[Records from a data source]
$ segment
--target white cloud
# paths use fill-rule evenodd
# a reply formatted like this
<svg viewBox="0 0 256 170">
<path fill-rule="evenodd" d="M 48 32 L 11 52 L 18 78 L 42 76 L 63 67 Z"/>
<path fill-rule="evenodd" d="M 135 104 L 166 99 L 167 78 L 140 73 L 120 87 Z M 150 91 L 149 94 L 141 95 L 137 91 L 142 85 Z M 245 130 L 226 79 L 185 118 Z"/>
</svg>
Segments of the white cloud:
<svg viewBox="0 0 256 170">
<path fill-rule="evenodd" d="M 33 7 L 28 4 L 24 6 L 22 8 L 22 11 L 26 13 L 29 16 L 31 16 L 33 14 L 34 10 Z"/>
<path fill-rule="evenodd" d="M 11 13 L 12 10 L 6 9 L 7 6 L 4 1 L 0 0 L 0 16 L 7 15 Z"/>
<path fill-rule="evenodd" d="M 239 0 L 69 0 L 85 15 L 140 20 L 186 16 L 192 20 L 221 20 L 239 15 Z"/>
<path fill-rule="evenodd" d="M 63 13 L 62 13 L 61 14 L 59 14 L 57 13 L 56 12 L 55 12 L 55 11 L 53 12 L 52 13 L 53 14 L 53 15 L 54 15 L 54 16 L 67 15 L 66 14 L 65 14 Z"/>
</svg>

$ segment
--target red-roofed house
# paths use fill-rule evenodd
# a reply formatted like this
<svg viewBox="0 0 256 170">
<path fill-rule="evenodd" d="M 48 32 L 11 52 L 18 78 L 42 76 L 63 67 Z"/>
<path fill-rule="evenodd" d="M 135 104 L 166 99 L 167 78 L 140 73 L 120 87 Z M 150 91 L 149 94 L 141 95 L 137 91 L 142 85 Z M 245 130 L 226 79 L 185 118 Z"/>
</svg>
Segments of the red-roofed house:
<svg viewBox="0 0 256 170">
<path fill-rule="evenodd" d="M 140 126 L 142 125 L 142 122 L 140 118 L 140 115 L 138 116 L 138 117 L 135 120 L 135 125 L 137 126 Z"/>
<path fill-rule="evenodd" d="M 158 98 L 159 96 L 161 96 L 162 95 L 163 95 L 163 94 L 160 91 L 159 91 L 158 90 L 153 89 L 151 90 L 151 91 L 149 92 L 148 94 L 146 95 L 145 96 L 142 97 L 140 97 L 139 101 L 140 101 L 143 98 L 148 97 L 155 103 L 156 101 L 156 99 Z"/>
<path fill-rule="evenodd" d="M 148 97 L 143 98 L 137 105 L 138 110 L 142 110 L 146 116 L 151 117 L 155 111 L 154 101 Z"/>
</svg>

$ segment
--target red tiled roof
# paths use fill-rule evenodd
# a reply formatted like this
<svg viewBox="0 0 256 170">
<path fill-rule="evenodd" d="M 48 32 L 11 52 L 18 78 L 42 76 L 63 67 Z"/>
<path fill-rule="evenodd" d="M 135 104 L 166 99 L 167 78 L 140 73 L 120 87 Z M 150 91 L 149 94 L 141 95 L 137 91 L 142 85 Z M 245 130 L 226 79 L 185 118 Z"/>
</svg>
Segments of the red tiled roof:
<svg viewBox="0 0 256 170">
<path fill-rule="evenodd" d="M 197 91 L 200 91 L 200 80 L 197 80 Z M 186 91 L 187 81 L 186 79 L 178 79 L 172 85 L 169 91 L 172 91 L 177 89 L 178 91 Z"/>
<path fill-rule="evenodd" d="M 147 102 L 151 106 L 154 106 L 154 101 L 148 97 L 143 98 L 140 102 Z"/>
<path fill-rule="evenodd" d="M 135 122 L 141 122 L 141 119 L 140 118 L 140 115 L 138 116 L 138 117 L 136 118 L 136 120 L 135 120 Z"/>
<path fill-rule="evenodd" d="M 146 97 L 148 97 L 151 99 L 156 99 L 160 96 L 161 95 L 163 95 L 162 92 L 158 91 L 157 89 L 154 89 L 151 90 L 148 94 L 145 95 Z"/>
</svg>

● PROBLEM DESCRIPTION
Recast all the items above as a Markdown table with two columns, Row and Line, numbering each line in Row and omitting blank lines.

● CORRECT RESULT
| Row | Line |
|---|---|
| 1 | $ segment |
| 2 | --target white cloud |
| 3 | # paths use fill-rule evenodd |
| 4 | # a reply formatted like this |
| 5 | <svg viewBox="0 0 256 170"> |
| 6 | <path fill-rule="evenodd" d="M 48 32 L 11 52 L 18 78 L 42 76 L 63 67 Z"/> |
| 7 | <path fill-rule="evenodd" d="M 135 104 L 166 99 L 167 78 L 140 73 L 120 87 Z M 150 91 L 149 94 L 141 95 L 137 91 L 142 85 Z M 245 130 L 226 79 L 185 118 Z"/> |
| 8 | </svg> |
| 9 | Segments of the white cloud: |
| 10 | <svg viewBox="0 0 256 170"> |
| 11 | <path fill-rule="evenodd" d="M 33 7 L 28 4 L 24 6 L 22 8 L 22 11 L 26 13 L 29 16 L 31 16 L 33 14 L 34 10 Z"/> |
| 12 | <path fill-rule="evenodd" d="M 11 13 L 12 10 L 6 9 L 7 6 L 4 1 L 0 0 L 0 16 L 7 15 Z"/> |
| 13 | <path fill-rule="evenodd" d="M 239 0 L 69 0 L 85 15 L 140 20 L 186 16 L 192 20 L 221 20 L 239 15 Z"/> |
| 14 | <path fill-rule="evenodd" d="M 63 13 L 62 13 L 61 14 L 59 14 L 57 13 L 56 12 L 55 12 L 55 11 L 53 12 L 52 13 L 53 14 L 53 15 L 54 15 L 54 16 L 67 15 L 66 14 L 65 14 Z"/> |
| 15 | </svg> |
| 16 | $ segment |
| 17 | --target red-roofed house |
| 18 | # paths use fill-rule evenodd |
| 19 | # a reply formatted like this |
| 20 | <svg viewBox="0 0 256 170"> |
| 21 | <path fill-rule="evenodd" d="M 48 32 L 11 52 L 18 78 L 42 76 L 63 67 Z"/> |
| 22 | <path fill-rule="evenodd" d="M 135 104 L 166 99 L 167 78 L 140 73 L 120 87 Z M 150 91 L 149 94 L 141 95 L 137 91 L 142 85 Z M 245 130 L 226 79 L 185 118 Z"/> |
| 23 | </svg> |
| 24 | Segments of the red-roofed house: |
| 25 | <svg viewBox="0 0 256 170"> |
| 26 | <path fill-rule="evenodd" d="M 140 126 L 142 125 L 142 122 L 140 118 L 140 115 L 138 116 L 138 117 L 135 120 L 135 125 L 137 126 Z"/> |
| 27 | <path fill-rule="evenodd" d="M 158 98 L 159 96 L 161 96 L 162 95 L 163 95 L 163 94 L 160 91 L 159 91 L 158 90 L 153 89 L 151 90 L 151 91 L 149 92 L 148 94 L 146 95 L 145 96 L 142 97 L 140 97 L 139 101 L 140 101 L 143 98 L 148 97 L 155 103 L 156 101 L 156 99 Z"/> |
| 28 | <path fill-rule="evenodd" d="M 148 97 L 143 98 L 137 105 L 138 110 L 142 110 L 146 116 L 151 117 L 155 111 L 154 101 Z"/> |
| 29 | </svg> |
| 30 | $ segment |
| 31 | --target red tiled roof |
| 32 | # paths use fill-rule evenodd |
| 33 | # a reply formatted like this |
| 34 | <svg viewBox="0 0 256 170"> |
| 35 | <path fill-rule="evenodd" d="M 48 32 L 11 52 L 18 78 L 42 76 L 63 67 Z"/> |
| 36 | <path fill-rule="evenodd" d="M 135 104 L 166 99 L 167 78 L 140 73 L 120 87 Z M 150 91 L 149 94 L 141 95 L 137 91 L 142 85 Z M 245 130 L 226 79 L 185 118 Z"/> |
| 37 | </svg> |
| 38 | Segments of the red tiled roof: |
| 39 | <svg viewBox="0 0 256 170"> |
| 40 | <path fill-rule="evenodd" d="M 197 91 L 200 91 L 200 80 L 197 80 Z M 186 91 L 187 81 L 186 79 L 178 79 L 172 85 L 169 91 L 172 91 L 177 89 L 178 91 Z"/> |
| 41 | <path fill-rule="evenodd" d="M 147 102 L 151 106 L 154 106 L 154 101 L 148 97 L 143 98 L 140 102 Z"/> |
| 42 | <path fill-rule="evenodd" d="M 135 122 L 141 122 L 141 119 L 140 118 L 140 115 L 138 116 L 138 117 L 136 118 L 136 120 L 135 120 Z"/> |
| 43 | <path fill-rule="evenodd" d="M 146 97 L 148 97 L 151 99 L 156 99 L 160 96 L 161 95 L 163 95 L 162 92 L 158 91 L 157 89 L 154 89 L 151 90 L 148 94 L 145 95 Z"/> |
| 44 | </svg> |